_SUPPLIED PASSAGE:_
· · · · · · ·
Producing love that meets Christ’s standards involves a non-instinctive, totally counterintuitive process. It’s altogether divorced from feelings, coming and going. We don’t love out of a sense that people deserve or need our love, nor do we love to brighten our emotions or situations. Yes, some merit our love and others hunger for it. Yes, love makes us happy and turns bad to good. But, no, none of these factors is a motive for love. We love because we're born of God, we know God, and God is love. For followers of Christ, love is the truest expression of God, an art requiring skill and discipline. The harder we work at it the more adept we become at bearing love’s fruit. Thus Paul prays our “love may abound more and more in knowledge and depth of insight.” Increasing all we know and understand about God’s love, he says, enables us “to discern what is best,” to “be pure and blameless,” and “filled with the fruit of righteousness that comes through Jesus Christ—to the glory and praise of God.” (Philippians 1.10-11)

Remaining in Love

“I am the vine; you are the branches,” Jesus teaches us in John 15.5. “If a man remains in me and I in him, he will bear much fruit; apart from me you can do nothing.” He continues in verse 9: “As the Father has loved me, so have I loved you. Now remain in my love.” Producing love happens by remaining in love—clinging tenaciously to the knowledge and understanding of Christ’s unqualified love for us. We never allow awareness of His great love to slip from our minds. We’re ever strengthening our connection to Him by prayer, meditation, and study. We can't love properly and effectively our own; without Him, we can do nothing. Remaining in His love causes our love for others to blossom and grow like ripe summer fruit—enticing to the eye, sweet to the taste, and healthy for all who receive it.

Love is a summer fruit.

(Tomorrow: Blooming Joy)

Friday, January 23, 2009

It's All Legal

But the fruit of the Spirit is love, joy, peace, patience, kindness, goodness, faithfulness, gentleness and self-control. Against such things there is no law.

                        Galatians 5.21-23

How We Live

Christ’s followers lead productive lives. We grow stronger every day. When times are sunny and bright, we flourish in the warmth of God’s blessings. When storms darken the skies and blistering torrents pound on us, we bend with the wind and soak up the rain. Winters of hardship and discontent leave us brittle without breaking us. Our fallen leaves are never lost; they replenish the ground and we re-absorb their nutrients into our lives. Year after year and season after season we gain new height. We broaden our reach. Our roots deepen to ground us more securely in God’s love and knowledge. As we draw more of His Spirit into our beings, we blossom anew to produce increasingly richer fruit. This is how we live.

Connoisseurs

In this respect, spiritual life splendidly mirrors creation’s perennial cycles and changes. Yet we defy nature because the fruit we yield is not all of a kind. Our limbs hang heavy with a wide variety of flavors and shapes that thrive in various ways, respond to different circumstances, satisfy different tastes, and ripen in different seasons. We produce summer fruits bursting with color and sweetness, winter fruits that nourish and sustain, and useful fruits encasing seeds of rare qualities. Useful fruits are less conspicuous and tasty. They’re meant to fall—sometimes stripped away by hostile weather—in order to propagate the virtues housed at their cores.
· · · · · · ·
_BRIEF 1:_ Say whether each statement agrees with the devotional text, answering yes or no and quoting the deciding words of the devotional text: (a) We should love others because they deserve it. (b) "I am the vine; you are the branches" is attributed to John 15.5. (c) Useful fruits are more conspicuous and tasty than other fruits.
_BRIEF 2:_ Please duplicate the portion of the devotional text from "It's All Legal" up to and including "there is no law.".
You won't need the records.

_SUPPLIED INFORMATION:_
· · · · · · ·
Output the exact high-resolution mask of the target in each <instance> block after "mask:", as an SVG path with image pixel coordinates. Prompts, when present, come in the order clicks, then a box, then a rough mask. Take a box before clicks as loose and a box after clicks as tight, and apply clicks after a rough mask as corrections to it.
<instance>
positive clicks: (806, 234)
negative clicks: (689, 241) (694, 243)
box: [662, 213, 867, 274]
· · · · · · ·
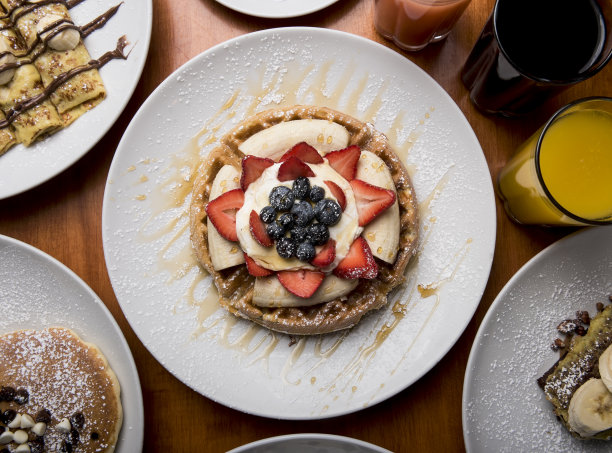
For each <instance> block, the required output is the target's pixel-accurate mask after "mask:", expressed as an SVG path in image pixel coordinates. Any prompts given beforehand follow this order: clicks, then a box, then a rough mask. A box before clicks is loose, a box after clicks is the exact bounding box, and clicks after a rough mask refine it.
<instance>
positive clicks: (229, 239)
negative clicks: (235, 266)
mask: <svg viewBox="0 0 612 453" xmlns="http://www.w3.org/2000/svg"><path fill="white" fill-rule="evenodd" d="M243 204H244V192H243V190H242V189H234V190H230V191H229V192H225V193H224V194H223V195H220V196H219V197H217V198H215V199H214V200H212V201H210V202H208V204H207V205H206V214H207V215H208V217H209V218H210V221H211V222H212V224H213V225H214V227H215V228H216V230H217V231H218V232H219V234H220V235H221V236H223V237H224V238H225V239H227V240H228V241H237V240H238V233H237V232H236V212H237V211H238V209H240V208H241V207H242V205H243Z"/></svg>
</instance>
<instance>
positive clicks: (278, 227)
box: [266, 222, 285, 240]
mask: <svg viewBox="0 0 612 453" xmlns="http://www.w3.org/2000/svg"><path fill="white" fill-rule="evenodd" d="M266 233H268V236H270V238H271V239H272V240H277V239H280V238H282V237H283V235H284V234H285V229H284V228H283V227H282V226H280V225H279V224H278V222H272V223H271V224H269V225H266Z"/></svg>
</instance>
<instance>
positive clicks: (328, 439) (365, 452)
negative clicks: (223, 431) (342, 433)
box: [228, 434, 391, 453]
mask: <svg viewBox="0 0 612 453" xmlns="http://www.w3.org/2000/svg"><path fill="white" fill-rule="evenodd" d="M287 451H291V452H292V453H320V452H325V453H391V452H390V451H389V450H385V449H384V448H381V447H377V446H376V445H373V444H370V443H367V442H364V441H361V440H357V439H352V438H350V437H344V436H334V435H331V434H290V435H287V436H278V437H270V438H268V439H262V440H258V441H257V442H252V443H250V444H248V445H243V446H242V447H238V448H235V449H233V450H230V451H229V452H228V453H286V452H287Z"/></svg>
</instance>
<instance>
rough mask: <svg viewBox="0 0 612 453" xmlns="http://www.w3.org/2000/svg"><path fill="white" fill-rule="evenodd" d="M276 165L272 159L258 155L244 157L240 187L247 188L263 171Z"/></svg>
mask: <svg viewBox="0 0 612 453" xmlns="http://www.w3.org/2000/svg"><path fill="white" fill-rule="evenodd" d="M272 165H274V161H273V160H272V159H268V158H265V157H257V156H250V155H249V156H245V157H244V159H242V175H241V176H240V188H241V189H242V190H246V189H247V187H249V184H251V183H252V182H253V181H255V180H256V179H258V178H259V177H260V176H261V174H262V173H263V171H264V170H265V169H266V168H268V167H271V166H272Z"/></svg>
· · · · · · ·
_EXPECTED ANSWER 1:_
(a) No: "We don’t love out of a sense that people deserve or need our love"
(b) Yes: "“I am the vine; you are the branches,” Jesus teaches us in John 15.5."
(c) No: "Useful fruits are less conspicuous and tasty."

_EXPECTED ANSWER 2:_
It's All Legal

But the fruit of the Spirit is love, joy, peace, patience, kindness, goodness, faithfulness, gentleness and self-control. Against such things there is no law.